What to produce – What is needed is an exact copy of the records below, minus any pictures.

■ ■ ■ ■

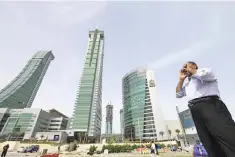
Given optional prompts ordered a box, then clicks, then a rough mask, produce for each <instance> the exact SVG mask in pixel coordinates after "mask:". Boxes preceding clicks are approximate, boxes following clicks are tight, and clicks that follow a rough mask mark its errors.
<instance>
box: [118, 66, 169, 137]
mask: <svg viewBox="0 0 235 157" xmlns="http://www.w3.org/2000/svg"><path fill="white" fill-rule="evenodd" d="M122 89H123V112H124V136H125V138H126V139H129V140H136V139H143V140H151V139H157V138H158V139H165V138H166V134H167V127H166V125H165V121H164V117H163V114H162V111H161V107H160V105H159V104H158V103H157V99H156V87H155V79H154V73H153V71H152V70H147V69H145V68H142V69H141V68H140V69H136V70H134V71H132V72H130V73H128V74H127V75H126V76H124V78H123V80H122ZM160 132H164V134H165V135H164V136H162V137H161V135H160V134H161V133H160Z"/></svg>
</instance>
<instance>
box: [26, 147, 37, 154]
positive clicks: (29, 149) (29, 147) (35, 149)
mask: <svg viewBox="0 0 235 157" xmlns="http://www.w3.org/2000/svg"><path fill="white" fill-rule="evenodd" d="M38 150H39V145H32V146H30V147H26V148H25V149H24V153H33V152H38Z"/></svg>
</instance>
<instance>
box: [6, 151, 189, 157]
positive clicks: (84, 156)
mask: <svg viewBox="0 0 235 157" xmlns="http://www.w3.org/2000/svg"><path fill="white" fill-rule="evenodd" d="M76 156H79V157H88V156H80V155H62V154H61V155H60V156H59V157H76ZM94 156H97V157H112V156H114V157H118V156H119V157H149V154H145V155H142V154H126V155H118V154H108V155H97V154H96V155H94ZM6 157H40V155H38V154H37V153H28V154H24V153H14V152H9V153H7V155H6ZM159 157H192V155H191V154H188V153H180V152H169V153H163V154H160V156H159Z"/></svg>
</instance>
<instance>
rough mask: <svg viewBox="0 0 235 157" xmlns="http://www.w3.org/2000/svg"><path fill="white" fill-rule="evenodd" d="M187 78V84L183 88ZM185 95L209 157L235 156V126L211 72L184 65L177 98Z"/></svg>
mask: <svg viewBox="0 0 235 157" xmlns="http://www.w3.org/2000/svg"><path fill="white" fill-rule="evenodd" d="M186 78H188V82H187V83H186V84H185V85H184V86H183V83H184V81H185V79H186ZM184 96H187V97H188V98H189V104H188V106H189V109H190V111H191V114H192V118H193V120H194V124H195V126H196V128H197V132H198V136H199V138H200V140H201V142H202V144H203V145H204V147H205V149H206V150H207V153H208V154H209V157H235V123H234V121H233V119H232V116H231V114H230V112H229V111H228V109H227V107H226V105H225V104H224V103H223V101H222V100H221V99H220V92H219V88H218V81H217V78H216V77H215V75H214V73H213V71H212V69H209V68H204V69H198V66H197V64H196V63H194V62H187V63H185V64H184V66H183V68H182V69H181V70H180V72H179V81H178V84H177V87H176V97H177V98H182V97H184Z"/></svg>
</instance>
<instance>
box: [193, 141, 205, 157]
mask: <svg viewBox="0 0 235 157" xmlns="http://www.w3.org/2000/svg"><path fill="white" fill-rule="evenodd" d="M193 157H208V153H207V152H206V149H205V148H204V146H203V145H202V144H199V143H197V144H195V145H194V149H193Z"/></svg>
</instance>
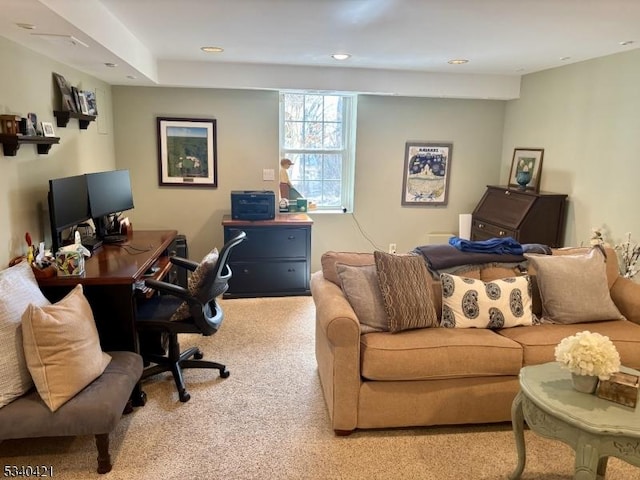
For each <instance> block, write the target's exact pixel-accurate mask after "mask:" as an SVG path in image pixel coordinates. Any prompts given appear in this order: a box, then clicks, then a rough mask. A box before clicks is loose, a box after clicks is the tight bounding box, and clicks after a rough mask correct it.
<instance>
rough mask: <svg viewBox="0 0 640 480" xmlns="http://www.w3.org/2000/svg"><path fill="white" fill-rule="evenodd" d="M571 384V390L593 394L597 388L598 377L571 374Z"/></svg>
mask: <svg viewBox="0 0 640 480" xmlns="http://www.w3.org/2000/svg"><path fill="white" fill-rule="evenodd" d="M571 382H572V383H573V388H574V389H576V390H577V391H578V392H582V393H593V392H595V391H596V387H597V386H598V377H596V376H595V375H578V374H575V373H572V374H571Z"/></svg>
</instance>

■ ■ ■ ■

Task output –
Given optional prompts ordered a box, then clicks, then a rough mask, produce for each <instance> the exact SVG mask in pixel coordinates after "mask:". Boxes preceding clicks are approximate, boxes following clicks are tight, and clicks that follow a rough mask mark its errors.
<instance>
box: [118, 66, 169, 137]
mask: <svg viewBox="0 0 235 157" xmlns="http://www.w3.org/2000/svg"><path fill="white" fill-rule="evenodd" d="M122 89H123V112H124V136H125V138H126V139H129V140H136V139H143V140H151V139H157V138H158V139H165V138H166V134H167V127H166V125H165V121H164V117H163V114H162V111H161V107H160V105H159V104H158V103H157V99H156V87H155V79H154V73H153V71H152V70H147V69H145V68H142V69H141V68H140V69H136V70H134V71H132V72H130V73H128V74H127V75H126V76H124V78H123V80H122ZM160 132H164V134H165V135H164V136H162V137H161V135H160V134H161V133H160Z"/></svg>
</instance>
<instance>
box: [26, 147, 37, 154]
positive clicks: (29, 149) (29, 147) (35, 149)
mask: <svg viewBox="0 0 235 157" xmlns="http://www.w3.org/2000/svg"><path fill="white" fill-rule="evenodd" d="M38 150H39V145H32V146H30V147H26V148H25V149H24V153H33V152H38Z"/></svg>
</instance>
<instance>
box: [6, 151, 189, 157]
positive clicks: (84, 156)
mask: <svg viewBox="0 0 235 157" xmlns="http://www.w3.org/2000/svg"><path fill="white" fill-rule="evenodd" d="M76 156H79V157H88V156H80V155H62V154H61V155H60V156H59V157H76ZM94 156H97V157H112V156H114V157H118V156H119V157H149V154H145V155H142V154H126V155H118V154H108V155H97V154H96V155H94ZM6 157H40V155H38V154H37V153H28V154H24V153H14V152H9V153H7V155H6ZM159 157H192V155H191V154H188V153H180V152H169V153H163V154H160V156H159Z"/></svg>
</instance>
<instance>
rough mask: <svg viewBox="0 0 235 157" xmlns="http://www.w3.org/2000/svg"><path fill="white" fill-rule="evenodd" d="M187 78V84L183 88ZM185 95L209 157L235 156V126L211 72L184 65L177 98Z"/></svg>
mask: <svg viewBox="0 0 235 157" xmlns="http://www.w3.org/2000/svg"><path fill="white" fill-rule="evenodd" d="M186 78H188V82H187V83H186V84H185V85H184V86H183V83H184V81H185V79H186ZM184 96H187V97H188V98H189V104H188V106H189V109H190V111H191V114H192V118H193V120H194V124H195V126H196V128H197V132H198V136H199V138H200V140H201V142H202V144H203V145H204V147H205V149H206V150H207V153H208V154H209V157H235V123H234V121H233V119H232V116H231V114H230V112H229V111H228V109H227V107H226V105H225V104H224V103H223V101H222V100H221V99H220V92H219V88H218V81H217V78H216V77H215V75H214V73H213V71H212V69H209V68H204V69H198V66H197V64H196V63H194V62H187V63H185V64H184V66H183V68H182V69H181V70H180V72H179V81H178V84H177V87H176V97H177V98H182V97H184Z"/></svg>
</instance>
<instance>
box: [193, 141, 205, 157]
mask: <svg viewBox="0 0 235 157" xmlns="http://www.w3.org/2000/svg"><path fill="white" fill-rule="evenodd" d="M193 157H208V153H207V152H206V149H205V148H204V146H203V145H202V144H199V143H197V144H195V145H194V149H193Z"/></svg>
</instance>
For each <instance> block, write the target's exact pixel-accurate mask after "mask:" as an SVG path in image pixel coordinates. Any prompts given appear in this order: a box, then clicks, then a rough mask. A box before clicks is loose, a box after clicks is the tight bounding box, and clicks after a rough mask correct it.
<instance>
rough mask: <svg viewBox="0 0 640 480" xmlns="http://www.w3.org/2000/svg"><path fill="white" fill-rule="evenodd" d="M571 384V390L593 394L597 388L598 377L571 374Z"/></svg>
mask: <svg viewBox="0 0 640 480" xmlns="http://www.w3.org/2000/svg"><path fill="white" fill-rule="evenodd" d="M571 382H572V383H573V388H574V389H576V390H577V391H578V392H582V393H593V392H595V391H596V387H597V386H598V377H596V376H595V375H578V374H575V373H572V374H571Z"/></svg>
</instance>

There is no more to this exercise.